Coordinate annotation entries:
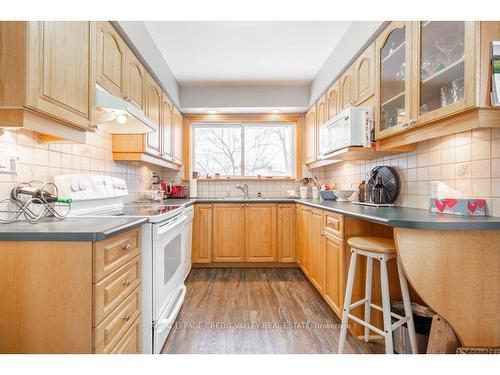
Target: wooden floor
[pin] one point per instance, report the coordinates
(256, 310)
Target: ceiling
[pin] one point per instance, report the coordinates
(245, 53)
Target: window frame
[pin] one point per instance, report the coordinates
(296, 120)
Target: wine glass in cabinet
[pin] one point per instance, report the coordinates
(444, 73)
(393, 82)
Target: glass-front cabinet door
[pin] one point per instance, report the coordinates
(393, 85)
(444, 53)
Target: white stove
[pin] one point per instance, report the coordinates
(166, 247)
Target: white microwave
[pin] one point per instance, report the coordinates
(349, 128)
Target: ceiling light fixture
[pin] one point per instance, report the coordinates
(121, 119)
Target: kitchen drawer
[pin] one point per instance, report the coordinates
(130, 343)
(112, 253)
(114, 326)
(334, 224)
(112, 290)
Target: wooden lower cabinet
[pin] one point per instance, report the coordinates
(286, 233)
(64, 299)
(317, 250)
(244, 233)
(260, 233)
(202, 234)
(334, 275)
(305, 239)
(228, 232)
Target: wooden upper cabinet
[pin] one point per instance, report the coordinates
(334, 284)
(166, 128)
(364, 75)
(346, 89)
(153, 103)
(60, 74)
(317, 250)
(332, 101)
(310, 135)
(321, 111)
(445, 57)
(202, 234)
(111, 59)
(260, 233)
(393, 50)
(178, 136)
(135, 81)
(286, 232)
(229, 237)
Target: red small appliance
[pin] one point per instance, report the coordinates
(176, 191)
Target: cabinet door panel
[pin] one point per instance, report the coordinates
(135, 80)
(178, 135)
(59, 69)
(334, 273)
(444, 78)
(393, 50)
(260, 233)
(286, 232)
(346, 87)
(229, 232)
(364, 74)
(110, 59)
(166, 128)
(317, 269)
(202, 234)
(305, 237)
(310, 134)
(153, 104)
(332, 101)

*Given problem*.
Without including the pictures, return each record above exactly as it stands.

*Reply*.
Target: wooden floor
[pin] one point per instance, report the coordinates
(256, 310)
Target: ceiling
[pin] one point per instance, report the coordinates
(245, 53)
Target: window frame
[pin] one point per instance, report the coordinates
(296, 120)
Target: wine glass in cabinet
[pin] one point per instance, report the coordinates
(444, 73)
(393, 82)
Target: glass-front cabinet door
[pin] one point per instance, report the coordinates
(393, 85)
(444, 53)
Target: white stove
[pin] one point per instance, report the coordinates
(166, 247)
Target: white microwave
[pin] one point per instance, report the coordinates
(349, 128)
Target: ceiling light fixture
[pin] one point per instance, report the coordinates
(121, 119)
Target: kitchen drawer
[pin] one point per instance, report the coordinates
(130, 343)
(112, 253)
(114, 326)
(334, 224)
(112, 290)
Target: wooden lower cabinet
[pin] one point per instance, report the coordinates
(286, 233)
(64, 299)
(317, 250)
(244, 233)
(260, 233)
(202, 234)
(334, 275)
(305, 239)
(228, 232)
Target: wooden upper cabinet
[pin] one point per instance, report the coordinates
(334, 284)
(166, 128)
(364, 75)
(346, 89)
(153, 103)
(60, 74)
(317, 250)
(332, 101)
(310, 135)
(321, 111)
(445, 57)
(202, 234)
(111, 59)
(260, 233)
(393, 50)
(178, 136)
(135, 81)
(286, 232)
(229, 237)
Target: red small appliance
[pin] one point per instance, report the coordinates
(176, 191)
Target: cabinet door panel
[pin] one point per instance, report the coordinates
(135, 80)
(178, 135)
(59, 69)
(334, 273)
(444, 78)
(393, 50)
(260, 233)
(286, 232)
(346, 87)
(229, 232)
(364, 74)
(110, 59)
(166, 128)
(317, 269)
(202, 234)
(305, 237)
(310, 134)
(153, 104)
(332, 101)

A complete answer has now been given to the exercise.